↓
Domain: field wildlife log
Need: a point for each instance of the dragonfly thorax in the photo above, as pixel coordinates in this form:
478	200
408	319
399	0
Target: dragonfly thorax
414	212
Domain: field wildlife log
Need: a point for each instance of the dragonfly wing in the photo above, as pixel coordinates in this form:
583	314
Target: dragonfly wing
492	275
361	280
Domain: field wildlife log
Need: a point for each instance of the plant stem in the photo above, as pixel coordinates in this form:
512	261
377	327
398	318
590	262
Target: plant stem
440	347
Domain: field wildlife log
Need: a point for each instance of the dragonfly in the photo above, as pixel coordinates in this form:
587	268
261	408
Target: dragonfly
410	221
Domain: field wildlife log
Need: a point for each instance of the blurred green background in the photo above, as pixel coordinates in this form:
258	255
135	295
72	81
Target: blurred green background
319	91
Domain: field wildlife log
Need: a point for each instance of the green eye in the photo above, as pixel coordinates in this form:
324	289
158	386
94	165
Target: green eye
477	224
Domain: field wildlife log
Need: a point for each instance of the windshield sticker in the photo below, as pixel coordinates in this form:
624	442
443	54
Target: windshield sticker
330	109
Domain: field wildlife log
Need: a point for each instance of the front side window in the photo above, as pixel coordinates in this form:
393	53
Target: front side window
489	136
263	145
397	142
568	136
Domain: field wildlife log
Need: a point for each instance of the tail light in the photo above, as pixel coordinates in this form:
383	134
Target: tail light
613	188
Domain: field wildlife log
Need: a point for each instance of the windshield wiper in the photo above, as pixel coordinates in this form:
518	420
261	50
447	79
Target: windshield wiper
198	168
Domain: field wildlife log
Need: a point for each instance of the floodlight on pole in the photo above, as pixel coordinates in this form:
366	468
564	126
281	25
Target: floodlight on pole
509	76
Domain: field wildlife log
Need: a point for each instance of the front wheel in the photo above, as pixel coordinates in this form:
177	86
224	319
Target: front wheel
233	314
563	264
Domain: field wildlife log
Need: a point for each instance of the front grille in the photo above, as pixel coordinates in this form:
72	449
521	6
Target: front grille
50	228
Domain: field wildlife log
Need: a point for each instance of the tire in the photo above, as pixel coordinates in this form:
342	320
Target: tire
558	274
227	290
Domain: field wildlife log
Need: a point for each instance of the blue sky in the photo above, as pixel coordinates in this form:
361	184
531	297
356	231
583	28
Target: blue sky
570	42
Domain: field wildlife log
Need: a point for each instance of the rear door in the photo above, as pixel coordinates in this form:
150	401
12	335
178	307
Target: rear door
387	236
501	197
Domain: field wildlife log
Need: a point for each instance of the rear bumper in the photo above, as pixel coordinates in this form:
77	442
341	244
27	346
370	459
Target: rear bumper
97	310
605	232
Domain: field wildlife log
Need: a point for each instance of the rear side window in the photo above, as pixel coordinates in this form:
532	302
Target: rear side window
↑
- **Goal of the exercise**: Extract every line of the data above that contains the string "tire". Case counts.

- **Reply to the exercise**:
Need: a point for each instance of the tire in the photo above, as pixel coordinates in this form:
Target: tire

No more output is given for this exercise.